### DATA FOR THIS TASK ###

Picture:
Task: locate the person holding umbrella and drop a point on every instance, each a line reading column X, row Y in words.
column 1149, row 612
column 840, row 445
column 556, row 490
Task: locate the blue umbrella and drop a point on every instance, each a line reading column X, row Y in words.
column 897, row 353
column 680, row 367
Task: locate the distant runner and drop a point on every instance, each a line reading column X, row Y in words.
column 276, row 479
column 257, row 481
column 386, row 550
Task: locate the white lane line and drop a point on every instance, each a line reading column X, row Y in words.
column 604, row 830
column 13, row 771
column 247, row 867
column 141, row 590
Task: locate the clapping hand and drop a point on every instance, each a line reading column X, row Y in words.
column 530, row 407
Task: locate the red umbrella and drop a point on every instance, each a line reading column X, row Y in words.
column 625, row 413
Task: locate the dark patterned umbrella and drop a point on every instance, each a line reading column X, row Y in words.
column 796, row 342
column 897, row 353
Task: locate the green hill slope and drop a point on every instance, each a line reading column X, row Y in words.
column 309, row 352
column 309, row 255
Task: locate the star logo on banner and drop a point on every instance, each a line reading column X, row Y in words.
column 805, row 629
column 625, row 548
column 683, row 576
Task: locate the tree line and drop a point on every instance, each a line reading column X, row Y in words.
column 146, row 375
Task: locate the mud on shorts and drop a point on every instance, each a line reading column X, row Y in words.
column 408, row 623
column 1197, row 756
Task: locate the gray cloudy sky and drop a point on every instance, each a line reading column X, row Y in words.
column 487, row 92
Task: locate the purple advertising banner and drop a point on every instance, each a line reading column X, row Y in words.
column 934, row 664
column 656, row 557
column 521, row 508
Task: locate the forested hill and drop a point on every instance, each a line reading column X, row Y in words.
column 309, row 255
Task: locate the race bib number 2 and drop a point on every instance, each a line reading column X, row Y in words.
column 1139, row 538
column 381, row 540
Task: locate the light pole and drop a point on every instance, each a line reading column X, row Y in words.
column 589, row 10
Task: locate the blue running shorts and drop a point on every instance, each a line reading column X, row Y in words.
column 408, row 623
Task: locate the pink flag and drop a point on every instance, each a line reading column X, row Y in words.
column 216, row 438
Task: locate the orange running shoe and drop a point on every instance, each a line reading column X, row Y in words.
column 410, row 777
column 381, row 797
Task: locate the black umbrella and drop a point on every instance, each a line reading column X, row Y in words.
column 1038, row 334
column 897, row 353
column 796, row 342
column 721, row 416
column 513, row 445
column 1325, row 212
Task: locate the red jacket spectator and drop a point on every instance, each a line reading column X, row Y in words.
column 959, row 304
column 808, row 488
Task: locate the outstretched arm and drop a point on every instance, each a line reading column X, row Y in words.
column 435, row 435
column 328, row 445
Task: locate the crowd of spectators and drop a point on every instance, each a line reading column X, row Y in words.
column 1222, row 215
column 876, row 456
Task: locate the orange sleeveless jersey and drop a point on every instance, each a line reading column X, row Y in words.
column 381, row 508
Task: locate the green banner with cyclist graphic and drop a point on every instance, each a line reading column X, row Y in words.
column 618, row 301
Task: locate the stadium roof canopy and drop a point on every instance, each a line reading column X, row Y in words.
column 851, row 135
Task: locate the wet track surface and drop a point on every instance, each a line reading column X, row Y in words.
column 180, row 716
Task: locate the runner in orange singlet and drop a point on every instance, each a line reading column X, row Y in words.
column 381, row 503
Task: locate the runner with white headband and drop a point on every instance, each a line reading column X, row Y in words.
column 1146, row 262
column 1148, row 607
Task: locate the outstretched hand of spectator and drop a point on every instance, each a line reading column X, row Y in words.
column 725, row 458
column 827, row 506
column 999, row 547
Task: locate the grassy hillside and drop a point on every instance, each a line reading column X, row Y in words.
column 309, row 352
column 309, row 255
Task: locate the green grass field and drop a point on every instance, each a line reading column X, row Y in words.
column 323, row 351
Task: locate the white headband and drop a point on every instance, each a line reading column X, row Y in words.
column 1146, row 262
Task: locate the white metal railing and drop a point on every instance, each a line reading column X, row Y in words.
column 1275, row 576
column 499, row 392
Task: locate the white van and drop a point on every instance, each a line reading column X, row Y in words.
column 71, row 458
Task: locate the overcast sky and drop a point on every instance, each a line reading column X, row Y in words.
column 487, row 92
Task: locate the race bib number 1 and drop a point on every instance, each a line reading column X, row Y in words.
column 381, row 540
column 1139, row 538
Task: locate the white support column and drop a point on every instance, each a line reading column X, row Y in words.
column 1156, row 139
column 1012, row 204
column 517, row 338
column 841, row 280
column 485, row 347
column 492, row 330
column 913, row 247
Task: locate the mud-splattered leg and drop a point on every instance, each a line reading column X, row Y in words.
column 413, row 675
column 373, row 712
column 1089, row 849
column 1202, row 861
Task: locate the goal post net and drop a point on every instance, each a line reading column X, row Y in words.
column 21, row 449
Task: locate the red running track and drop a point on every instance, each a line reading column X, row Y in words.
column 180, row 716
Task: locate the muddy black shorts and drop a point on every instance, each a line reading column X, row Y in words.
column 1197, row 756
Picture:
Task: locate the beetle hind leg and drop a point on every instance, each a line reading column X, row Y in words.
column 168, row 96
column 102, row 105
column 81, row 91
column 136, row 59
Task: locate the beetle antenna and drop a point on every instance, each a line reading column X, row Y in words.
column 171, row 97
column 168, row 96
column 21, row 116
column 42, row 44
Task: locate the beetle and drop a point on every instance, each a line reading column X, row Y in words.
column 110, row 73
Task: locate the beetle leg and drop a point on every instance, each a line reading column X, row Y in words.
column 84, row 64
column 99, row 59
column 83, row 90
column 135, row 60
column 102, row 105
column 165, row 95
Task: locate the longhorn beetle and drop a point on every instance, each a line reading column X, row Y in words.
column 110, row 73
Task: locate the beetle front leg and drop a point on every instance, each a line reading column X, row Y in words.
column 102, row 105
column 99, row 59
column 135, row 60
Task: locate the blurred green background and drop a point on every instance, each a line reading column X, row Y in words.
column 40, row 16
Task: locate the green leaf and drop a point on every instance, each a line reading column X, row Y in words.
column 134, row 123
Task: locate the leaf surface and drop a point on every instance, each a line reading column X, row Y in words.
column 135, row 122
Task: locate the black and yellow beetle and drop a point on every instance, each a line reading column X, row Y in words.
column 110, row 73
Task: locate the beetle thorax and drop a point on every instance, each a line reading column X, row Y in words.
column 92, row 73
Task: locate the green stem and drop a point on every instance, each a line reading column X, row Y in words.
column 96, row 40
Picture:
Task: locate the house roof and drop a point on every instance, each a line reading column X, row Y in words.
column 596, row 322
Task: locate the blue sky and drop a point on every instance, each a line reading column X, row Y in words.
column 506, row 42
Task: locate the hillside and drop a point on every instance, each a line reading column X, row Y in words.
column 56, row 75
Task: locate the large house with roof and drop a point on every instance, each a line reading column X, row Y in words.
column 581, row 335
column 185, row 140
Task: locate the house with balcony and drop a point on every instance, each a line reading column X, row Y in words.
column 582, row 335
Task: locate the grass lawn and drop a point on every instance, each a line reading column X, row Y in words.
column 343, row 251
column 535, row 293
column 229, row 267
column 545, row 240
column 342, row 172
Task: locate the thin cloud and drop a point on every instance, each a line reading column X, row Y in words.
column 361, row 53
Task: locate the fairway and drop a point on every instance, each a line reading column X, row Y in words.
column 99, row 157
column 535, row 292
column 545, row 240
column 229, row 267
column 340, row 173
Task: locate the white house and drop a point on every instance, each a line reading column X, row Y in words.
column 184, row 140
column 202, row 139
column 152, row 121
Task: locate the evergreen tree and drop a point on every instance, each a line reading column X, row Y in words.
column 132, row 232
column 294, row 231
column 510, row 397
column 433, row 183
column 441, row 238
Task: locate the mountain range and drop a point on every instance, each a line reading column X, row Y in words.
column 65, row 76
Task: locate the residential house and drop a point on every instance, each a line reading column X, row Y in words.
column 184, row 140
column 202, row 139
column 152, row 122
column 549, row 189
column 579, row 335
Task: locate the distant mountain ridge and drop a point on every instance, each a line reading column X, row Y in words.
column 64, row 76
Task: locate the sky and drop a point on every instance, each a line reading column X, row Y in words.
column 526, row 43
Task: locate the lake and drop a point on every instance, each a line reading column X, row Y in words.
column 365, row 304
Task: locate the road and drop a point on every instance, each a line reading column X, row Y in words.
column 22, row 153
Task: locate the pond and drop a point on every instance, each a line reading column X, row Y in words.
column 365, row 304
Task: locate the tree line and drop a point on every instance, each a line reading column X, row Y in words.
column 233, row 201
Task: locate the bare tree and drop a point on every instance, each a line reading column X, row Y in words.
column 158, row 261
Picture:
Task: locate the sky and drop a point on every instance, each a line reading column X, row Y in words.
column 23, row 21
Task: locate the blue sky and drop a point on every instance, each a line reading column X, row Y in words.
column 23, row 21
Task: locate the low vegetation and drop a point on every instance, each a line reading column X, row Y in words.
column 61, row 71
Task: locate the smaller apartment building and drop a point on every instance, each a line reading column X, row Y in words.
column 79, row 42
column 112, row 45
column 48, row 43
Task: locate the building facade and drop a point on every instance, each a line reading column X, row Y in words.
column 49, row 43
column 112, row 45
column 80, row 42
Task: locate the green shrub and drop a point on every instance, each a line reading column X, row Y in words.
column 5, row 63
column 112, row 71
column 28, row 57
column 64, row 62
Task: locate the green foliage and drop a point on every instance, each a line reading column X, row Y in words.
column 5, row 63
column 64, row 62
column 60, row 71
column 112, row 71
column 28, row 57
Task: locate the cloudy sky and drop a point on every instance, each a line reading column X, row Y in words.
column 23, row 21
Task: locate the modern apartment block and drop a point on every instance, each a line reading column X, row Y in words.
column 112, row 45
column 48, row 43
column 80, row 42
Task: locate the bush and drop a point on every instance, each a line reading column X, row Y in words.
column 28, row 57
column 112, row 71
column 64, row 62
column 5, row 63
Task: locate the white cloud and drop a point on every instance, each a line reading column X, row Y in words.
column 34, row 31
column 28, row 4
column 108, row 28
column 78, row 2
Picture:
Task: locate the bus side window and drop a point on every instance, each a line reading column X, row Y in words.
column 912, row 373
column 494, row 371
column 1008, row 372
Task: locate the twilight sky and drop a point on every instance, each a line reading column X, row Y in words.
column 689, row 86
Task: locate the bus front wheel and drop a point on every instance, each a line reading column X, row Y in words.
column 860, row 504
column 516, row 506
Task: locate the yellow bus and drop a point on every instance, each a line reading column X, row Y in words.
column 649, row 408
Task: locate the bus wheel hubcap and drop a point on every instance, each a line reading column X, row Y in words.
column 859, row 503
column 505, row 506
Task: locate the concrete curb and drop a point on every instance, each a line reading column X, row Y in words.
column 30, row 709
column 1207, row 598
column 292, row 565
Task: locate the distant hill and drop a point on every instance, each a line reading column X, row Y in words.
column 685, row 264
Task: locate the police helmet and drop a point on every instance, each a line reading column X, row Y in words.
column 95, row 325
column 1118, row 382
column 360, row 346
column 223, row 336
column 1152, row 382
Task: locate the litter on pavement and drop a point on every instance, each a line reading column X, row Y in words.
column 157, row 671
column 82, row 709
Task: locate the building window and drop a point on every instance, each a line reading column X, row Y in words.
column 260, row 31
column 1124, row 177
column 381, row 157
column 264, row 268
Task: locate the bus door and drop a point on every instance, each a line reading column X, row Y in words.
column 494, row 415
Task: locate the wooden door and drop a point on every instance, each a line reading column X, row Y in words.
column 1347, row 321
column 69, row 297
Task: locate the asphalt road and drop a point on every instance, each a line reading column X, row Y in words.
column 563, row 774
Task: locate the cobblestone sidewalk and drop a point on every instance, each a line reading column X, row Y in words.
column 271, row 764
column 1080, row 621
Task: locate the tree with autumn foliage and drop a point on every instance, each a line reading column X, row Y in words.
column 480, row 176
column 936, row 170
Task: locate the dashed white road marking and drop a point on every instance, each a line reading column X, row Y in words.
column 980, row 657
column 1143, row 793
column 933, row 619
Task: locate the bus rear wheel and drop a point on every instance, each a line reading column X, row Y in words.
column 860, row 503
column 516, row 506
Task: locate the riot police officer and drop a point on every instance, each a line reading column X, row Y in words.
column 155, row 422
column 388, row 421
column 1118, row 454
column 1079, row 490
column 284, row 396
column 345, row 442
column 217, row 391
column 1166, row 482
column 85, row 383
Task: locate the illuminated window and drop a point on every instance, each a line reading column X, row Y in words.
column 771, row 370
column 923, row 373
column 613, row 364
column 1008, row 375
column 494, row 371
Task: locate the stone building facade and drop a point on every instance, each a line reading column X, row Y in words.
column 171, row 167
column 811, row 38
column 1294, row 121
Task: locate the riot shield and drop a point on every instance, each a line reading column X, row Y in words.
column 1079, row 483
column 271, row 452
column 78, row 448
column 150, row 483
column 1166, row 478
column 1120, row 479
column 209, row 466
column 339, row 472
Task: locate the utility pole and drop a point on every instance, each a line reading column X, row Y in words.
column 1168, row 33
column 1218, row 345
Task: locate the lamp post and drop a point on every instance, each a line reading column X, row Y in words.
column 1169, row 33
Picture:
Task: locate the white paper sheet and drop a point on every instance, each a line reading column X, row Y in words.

###

Quote exactly and only the lines from the one holding "Task: locate the illuminated" through the end of the data.

■ **SOLUTION**:
Task: locate the illuminated window and drop a point on every instance, each a line reading column X, row Y in words.
column 771, row 370
column 923, row 373
column 613, row 364
column 1008, row 375
column 494, row 371
Task: locate the stone building facade and drop a point on every instance, each a line reading column X, row Y in words.
column 171, row 167
column 811, row 38
column 1294, row 121
Task: locate the riot shield and drop a point on every instance, each a line reading column X, row Y in words.
column 1079, row 483
column 271, row 452
column 78, row 448
column 150, row 483
column 1166, row 478
column 1120, row 479
column 209, row 466
column 339, row 472
Task: locate the utility pole and drop a point on every instance, each a line reading column X, row Y in words.
column 1168, row 33
column 1218, row 345
Task: locate the lamp post and drop a point on every instance, each a line reading column X, row Y in words.
column 1169, row 33
Picture:
Task: locate the white paper sheet and drop a point on every instance, each a line reading column X, row Y in words.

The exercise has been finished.